* PASSAGE

------------

In a way I quite enjoyed the grass-cutting as long as I was using the big red tractor. Young mothers would walk their children in the grounds and little boys would always look at the tractor enviously. I could swagger sitting down. Men didn’t envy me. Women didn’t envy me. Four-year-old boys did.
I could muse for hours as I traced the same patterns on acre after acre of grass. I wrote a play in my head one day, must look it out, I’ll let you know when it gets staged.
The college grounds were the responsibility of Billy. I would go to the door of his little house in the grounds for my orders. Half the time he’d answer half-dressed, getting up early was not his strongest suit. He was pretty laid-back about most things. Not about the moles. The lawns were not stately home quality, but they still were not helped by the little mountain ranges that sprang up. I tried telling Billy how clever they were; how the mounds were constructed so that the air moving over them had to speed up and, like air moving over a wing, that created lift, or in the case of the molehills, suction. That pulled air along the tunnels making them liveable, at least if you were a mole. He didn’t care. He insisted I stop my tractor, get off and knock over the ‘hills with my boot to save the cutting-deck from getting knocked about. As I did so, I would look out for Neolithic arrowheads or Jacobean coins in the soil, it kept my mind off the vandalism. I told Billy that the moles would just excavate more but he didn’t listen.
‘That’s not just tunnelling,’ I said, ‘ that’s civil engineering!’
‘I don’t care, they’re getting right up to the college. The lawn looks like a Martian teenager’s face with a bad attack of blackheads and I’m getting the blame. There are some old traps hanging up in the garage. Look them out and I’ll see if they’re still in working order.’
Not me pal, I’m no mole killer. No molecide I. I let it drop, thinking that he’d probably forget. In the meantime I found the traps and slung them into a far, dark corner of the garage’s attic.

------------

* STATED TASK 1
Copy the records word for word, from their first line through the line containing "[[189, 167], [31, 104], [118, 171]]".

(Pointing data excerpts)

------------

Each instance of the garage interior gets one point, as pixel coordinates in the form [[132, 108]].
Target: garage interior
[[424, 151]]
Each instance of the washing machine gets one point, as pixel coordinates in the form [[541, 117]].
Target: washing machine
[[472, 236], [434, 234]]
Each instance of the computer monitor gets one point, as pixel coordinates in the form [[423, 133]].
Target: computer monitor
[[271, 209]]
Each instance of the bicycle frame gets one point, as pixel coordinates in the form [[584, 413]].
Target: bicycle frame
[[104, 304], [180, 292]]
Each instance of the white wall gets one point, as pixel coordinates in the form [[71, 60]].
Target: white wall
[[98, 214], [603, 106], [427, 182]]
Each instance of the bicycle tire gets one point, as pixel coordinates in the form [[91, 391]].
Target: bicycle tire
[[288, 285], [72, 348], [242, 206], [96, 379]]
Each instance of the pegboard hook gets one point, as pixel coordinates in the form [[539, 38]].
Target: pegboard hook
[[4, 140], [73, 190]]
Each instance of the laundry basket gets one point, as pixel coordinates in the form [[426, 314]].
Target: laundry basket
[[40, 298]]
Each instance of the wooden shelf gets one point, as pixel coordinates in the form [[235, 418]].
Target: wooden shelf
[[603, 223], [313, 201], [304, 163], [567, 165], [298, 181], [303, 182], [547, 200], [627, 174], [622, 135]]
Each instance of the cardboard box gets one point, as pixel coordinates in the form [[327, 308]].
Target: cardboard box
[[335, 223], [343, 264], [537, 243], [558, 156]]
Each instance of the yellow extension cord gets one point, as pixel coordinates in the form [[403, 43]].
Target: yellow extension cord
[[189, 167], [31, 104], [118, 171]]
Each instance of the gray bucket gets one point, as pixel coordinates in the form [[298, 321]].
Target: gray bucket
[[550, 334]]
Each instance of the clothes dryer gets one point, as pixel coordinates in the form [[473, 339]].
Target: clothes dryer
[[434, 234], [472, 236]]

------------

* STATED TASK 2
In the passage about cutting the college grass, where did the narrator throw the mole traps after finding them?

* EXERCISE RESULT 1
Each instance of the garage interior gets one point, as pixel coordinates in the form [[132, 108]].
Target: garage interior
[[424, 151]]
Each instance of the washing machine gets one point, as pixel coordinates in the form [[541, 117]].
Target: washing machine
[[472, 236], [434, 234]]
Each instance of the computer monitor gets one point, as pixel coordinates in the form [[423, 133]].
Target: computer monitor
[[271, 209]]
Each instance of the bicycle frame gets one point, as pixel coordinates in the form [[584, 413]].
Target: bicycle frame
[[104, 304], [180, 292]]
Each instance of the white wall gets one point, as pixel coordinates in the form [[71, 60]].
Target: white wall
[[98, 214], [603, 106], [427, 182]]
Each instance of the bicycle tire gets one point, as pixel coordinates in the form [[91, 391]].
Target: bicycle tire
[[288, 285], [72, 348], [242, 206], [96, 379]]
Each instance of the pegboard hook gets one point, as pixel coordinates in the form [[539, 38]].
Target: pegboard hook
[[4, 140], [73, 190]]
Each instance of the laundry basket gets one point, as pixel coordinates in the form [[426, 314]].
Target: laundry basket
[[40, 298]]
Each instance of the wooden shelf gets one point, as pixel coordinates in the form [[235, 418]].
Target: wooden shelf
[[603, 223], [313, 201], [304, 163], [567, 165], [298, 181], [303, 182], [547, 200], [627, 174], [622, 135]]
Each instance of the cardboard box gets one point, as pixel coordinates in the form [[327, 308]].
Target: cardboard box
[[335, 223], [343, 264], [537, 243], [558, 156]]
Each instance of the yellow extension cord gets one point, as pixel coordinates in the form [[403, 43]].
Target: yellow extension cord
[[189, 167], [31, 104], [118, 171]]

* EXERCISE RESULT 2
The narrator threw them into a far, dark corner of the garage's attic.